▶ ЗАДАНИЕ 1:
Выпишите дословно часть отрывка о поездке в Бостон и Вашингтон, начиная со слов «Примерно в конце» и продолжая до слов «каждой возможности отдохнуть.» включительно.

▶ ВЫБРАННЫЙ ОТРЫВОК:

В Бостоне Вацлав был расстроен с самого дня нашего приезда: когда мы приехали, репортеры сказали ему, что снова распространился слух, будто он дезертир, и это же было напечатано в одной из газет. Мы попытались выяснить, кто устроил эту злую проделку. У нас было много друзей в Бостоне, и нас часто приглашали на приемы, но Вацлав больше всего любил проводить вечера в обществе Сарджента, который тогда расписывал в этом городе библиотеку, и пианиста Джорджа Коупленда, который играл для него Дебюсси.
Примерно в конце ноября мы приехали в Вашингтон и дали там три спектакля. На них присутствовали президент Вильсон и весь дипломатический корпус; Вацлав поднялся к ним и официально поблагодарил их за помощь в его освобождении из Австрии. Кроме этого, нам устроили великолепные приемы в различных посольствах. Целыми днями мы кружили в водовороте светской жизни, оставаться вне которой было непросто. В течение всей поездки мы старались держаться в стороне от светских обязанностей, но это было трудно: в каждом городе мэр, ведущие клубы, члены клуба «Лоси» и другие важные люди хотели устроить нам прием. Но переезды были так утомительны для всех, что мы были рады каждой возможности отдохнуть.

▶ Записи с указанием точек:
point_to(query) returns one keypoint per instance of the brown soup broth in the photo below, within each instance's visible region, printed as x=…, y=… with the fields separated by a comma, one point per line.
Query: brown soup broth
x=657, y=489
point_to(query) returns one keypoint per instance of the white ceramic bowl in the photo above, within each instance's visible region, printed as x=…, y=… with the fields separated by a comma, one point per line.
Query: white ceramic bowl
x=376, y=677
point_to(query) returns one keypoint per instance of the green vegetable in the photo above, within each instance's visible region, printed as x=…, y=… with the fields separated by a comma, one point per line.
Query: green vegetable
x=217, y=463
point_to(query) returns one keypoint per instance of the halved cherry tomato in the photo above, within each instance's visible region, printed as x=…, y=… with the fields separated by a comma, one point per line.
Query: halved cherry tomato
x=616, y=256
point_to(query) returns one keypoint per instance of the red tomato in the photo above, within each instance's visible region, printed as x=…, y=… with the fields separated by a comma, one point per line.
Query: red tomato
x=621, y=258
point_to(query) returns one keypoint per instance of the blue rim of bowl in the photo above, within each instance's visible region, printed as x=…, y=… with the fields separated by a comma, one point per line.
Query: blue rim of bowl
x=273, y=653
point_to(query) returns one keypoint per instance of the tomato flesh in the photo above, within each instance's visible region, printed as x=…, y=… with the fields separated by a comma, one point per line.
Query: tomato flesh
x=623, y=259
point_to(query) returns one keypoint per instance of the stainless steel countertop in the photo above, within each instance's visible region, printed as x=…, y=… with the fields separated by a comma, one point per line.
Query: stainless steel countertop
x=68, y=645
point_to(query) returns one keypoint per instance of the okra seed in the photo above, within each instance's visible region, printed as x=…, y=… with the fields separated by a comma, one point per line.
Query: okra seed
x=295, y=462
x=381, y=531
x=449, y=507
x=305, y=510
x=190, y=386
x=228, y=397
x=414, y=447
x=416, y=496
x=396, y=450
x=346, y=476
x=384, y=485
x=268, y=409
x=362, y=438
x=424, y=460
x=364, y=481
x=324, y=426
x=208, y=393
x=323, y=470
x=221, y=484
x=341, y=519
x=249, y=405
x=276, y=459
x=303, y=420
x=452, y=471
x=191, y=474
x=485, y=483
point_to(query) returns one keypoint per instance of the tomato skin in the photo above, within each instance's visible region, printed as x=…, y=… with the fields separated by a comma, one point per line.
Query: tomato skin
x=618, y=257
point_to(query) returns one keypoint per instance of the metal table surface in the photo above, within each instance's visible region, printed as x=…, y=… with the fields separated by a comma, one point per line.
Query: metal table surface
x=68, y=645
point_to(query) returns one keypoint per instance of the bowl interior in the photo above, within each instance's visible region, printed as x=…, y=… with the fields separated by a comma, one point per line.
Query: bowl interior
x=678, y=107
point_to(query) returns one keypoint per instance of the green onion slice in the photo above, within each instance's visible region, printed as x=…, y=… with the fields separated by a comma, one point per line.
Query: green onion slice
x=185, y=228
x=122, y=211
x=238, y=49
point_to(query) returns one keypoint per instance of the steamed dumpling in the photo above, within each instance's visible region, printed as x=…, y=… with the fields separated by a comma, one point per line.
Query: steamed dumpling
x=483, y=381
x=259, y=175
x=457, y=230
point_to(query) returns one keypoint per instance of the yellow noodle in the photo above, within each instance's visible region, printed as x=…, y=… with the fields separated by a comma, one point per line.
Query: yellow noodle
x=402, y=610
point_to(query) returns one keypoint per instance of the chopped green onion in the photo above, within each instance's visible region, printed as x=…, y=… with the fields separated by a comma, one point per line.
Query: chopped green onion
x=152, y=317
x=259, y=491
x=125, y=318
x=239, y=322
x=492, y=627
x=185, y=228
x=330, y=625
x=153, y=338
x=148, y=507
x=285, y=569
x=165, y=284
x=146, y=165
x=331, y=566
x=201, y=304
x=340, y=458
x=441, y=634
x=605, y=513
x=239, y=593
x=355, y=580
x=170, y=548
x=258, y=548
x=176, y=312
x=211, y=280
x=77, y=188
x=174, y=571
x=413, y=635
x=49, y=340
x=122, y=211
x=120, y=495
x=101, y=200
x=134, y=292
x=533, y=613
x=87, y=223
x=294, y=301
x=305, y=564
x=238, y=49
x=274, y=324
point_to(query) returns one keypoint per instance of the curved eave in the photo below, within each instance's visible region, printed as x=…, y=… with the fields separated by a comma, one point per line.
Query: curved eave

▶ ЗАДАНИЕ 2:
Приведите еще раз без изменений только строки из записей, начиная со строки с «point_to(query) returns one keypoint per instance of the chopped» и продолжая до строки с «x=274, y=324», обе включительно.

▶ ПРАВИЛЬНЫЙ ОТВЕТ 1:
Примерно в конце ноября мы приехали в Вашингтон и дали там три спектакля. На них присутствовали президент Вильсон и весь дипломатический корпус; Вацлав поднялся к ним и официально поблагодарил их за помощь в его освобождении из Австрии. Кроме этого, нам устроили великолепные приемы в различных посольствах. Целыми днями мы кружили в водовороте светской жизни, оставаться вне которой было непросто. В течение всей поездки мы старались держаться в стороне от светских обязанностей, но это было трудно: в каждом городе мэр, ведущие клубы, члены клуба «Лоси» и другие важные люди хотели устроить нам прием. Но переезды были так утомительны для всех, что мы были рады каждой возможности отдохнуть.

▶ ПРАВИЛЬНЫЙ ОТВЕТ 2:
point_to(query) returns one keypoint per instance of the chopped green onion in the photo above, within each instance's visible region, printed as x=…, y=… with the fields separated by a comma, one point per line.
Query: chopped green onion
x=152, y=317
x=259, y=491
x=125, y=318
x=239, y=322
x=492, y=627
x=185, y=228
x=330, y=625
x=153, y=338
x=148, y=507
x=285, y=569
x=165, y=284
x=146, y=165
x=331, y=566
x=201, y=304
x=340, y=458
x=441, y=634
x=605, y=513
x=239, y=593
x=355, y=580
x=170, y=548
x=258, y=548
x=176, y=312
x=211, y=280
x=77, y=188
x=174, y=571
x=413, y=635
x=49, y=340
x=122, y=211
x=120, y=495
x=101, y=200
x=134, y=292
x=533, y=613
x=87, y=223
x=294, y=301
x=305, y=564
x=238, y=49
x=274, y=324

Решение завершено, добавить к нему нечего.